◆ TEXT TO READ ◆
(begin)

If the display of the objects of a particular concept must be improved, it is possible to do so. For that purpose, the display must be programmed in a function having the object and a boolean as arguments and printing a HTML page on the standard output. This function is tied to the base through an annotation (funhtml) attached to the concept. Thus, the instruction:

(tr-set-annotation (tr-find-concept "house") "funhtml" #'my-print-house)

tells the system that the instances of house have to be displayed through the function my-print-house instead of the standard procedure.
This function can be used in order to generate the page depending on the object which can be manipulated through the TROEPS API. For instance, it is possible to embed in the page URLs which are built from the content of the knowledge base but correspond to queries to remote resources (such as a site providing e-mails of individuals).
Modifying object pages also allows to embed applets into the display since from the object, all the data necessary for passing as applet parameters are available. The call to the applet can be used in order to show some features of the object through specialised editors (e.g. a graph editor) which will run on the client side.

Adding functions

The TROEPS HTTP server uses a set of URL in order to identify objects and the operations on these objects (e.g. editing, classifying). It is however possible to extend the set of URL understood by the server and to provide the functions which correspond to these URL.

(end)

◆ WHAT YOU NEED TO DO ◆
1. According to the TROEPS text, what two arguments does the custom display function take?
2. Write the next part of the TROEPS text, picking up after its last sentence.
The listing comes from a separate source.

Outline items for labeled areas
(begin)

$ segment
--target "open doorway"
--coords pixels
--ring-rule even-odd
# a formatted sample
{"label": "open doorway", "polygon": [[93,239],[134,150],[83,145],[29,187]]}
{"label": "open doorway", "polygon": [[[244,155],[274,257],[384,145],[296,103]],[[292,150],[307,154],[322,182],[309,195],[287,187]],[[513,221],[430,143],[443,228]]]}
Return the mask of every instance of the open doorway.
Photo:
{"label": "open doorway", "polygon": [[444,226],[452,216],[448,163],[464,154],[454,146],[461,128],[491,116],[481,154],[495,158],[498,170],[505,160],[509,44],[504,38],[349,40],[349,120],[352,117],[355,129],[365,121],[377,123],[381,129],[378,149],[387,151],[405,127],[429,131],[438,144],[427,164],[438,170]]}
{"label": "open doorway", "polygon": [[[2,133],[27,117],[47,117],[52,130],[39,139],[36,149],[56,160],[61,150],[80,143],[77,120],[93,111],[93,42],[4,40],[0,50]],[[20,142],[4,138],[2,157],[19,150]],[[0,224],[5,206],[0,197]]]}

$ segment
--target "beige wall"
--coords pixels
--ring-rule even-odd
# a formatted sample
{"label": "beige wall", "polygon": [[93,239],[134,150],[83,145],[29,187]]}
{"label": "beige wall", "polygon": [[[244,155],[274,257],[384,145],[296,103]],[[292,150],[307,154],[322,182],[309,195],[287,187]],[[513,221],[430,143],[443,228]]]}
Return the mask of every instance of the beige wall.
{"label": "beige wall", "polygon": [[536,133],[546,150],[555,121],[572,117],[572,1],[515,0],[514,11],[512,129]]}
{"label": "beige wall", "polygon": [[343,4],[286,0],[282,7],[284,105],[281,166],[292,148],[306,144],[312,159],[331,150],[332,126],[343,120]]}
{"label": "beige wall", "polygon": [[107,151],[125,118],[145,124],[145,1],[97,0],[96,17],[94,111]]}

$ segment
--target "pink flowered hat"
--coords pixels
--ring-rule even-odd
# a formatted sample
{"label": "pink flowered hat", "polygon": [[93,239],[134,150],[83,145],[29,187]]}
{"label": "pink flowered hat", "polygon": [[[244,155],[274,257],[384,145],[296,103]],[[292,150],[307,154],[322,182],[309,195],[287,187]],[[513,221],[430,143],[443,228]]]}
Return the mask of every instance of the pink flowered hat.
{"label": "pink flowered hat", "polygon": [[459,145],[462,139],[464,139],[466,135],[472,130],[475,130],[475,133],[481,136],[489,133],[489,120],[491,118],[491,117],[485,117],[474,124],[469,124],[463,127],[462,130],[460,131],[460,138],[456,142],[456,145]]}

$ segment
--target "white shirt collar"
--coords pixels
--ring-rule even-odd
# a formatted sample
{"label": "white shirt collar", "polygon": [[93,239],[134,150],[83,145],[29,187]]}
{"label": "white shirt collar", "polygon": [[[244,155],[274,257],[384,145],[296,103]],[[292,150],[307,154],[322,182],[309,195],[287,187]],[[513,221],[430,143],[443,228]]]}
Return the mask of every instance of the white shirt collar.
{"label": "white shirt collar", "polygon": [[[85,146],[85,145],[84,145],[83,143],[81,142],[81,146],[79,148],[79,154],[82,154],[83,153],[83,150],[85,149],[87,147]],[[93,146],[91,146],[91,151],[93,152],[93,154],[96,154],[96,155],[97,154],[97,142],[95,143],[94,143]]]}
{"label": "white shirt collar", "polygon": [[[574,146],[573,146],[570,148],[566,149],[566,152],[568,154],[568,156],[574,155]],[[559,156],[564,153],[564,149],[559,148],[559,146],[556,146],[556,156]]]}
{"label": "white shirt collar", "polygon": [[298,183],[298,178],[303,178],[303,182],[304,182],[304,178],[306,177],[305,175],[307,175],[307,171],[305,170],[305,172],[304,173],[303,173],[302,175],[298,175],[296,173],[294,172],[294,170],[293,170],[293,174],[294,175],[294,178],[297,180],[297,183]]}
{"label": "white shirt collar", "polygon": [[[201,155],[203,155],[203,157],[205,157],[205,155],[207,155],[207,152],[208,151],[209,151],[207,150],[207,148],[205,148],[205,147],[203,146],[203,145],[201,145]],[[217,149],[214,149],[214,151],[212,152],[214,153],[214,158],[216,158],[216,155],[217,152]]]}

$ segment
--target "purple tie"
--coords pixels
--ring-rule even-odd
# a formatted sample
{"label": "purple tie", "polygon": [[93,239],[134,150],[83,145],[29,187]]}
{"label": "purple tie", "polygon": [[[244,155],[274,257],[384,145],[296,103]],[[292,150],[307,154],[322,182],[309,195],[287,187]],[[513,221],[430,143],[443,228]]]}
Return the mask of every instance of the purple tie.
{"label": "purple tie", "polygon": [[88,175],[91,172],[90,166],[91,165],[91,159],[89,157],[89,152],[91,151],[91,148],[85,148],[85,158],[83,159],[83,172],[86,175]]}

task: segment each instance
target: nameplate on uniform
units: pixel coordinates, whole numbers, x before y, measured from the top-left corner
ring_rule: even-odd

(end)

◆ OUTPUTS ◆
1. The object and a boolean.

2.
The advantage of that technique is that the functions are called in the TROEPS environment and thus it can access the knowledge base through the TROEPS API and compute the result or even modify the knowledge base. It is possible to build a complete set of pages on that model (and the TROEPS editor was first build that way).
In order to do so, the manage-url-hook-names dynamic variable contains a list of names of functions to apply when the URL is not recognised by the regular server. Each function will be called with the URL remaining after hytropes as argument and must return an integer (0 if the URL has not been recognised and something else otherwise). Typically these hooks will first recognise their own keyword after hytropes/.
The input can be decoded with the help of a few functions provided by TROEPS:
troeps.http.urldecode: decode the URL between two positions;
troeps.http.file-object: transforms a piece of this URL into the corresponding TROEPS object.
The behaviour of the function must be to print HTML data on standard output. If manage-url-hook-name is empty, or if each function returns 0, the nrk-reply function is called notifying the non recognition through HTTP.

Example

As an example, here is a typical htrp-config.t file illustrating all the features presented above:

;;; This is the configuration file for a Troeps server
;;; ==============================================================

;;; Required information

(setf (global *dir-prefix*) "")
(setf (global *edit-p*) t)

;;; ==============================================================
;;; Initialising

(tr-init)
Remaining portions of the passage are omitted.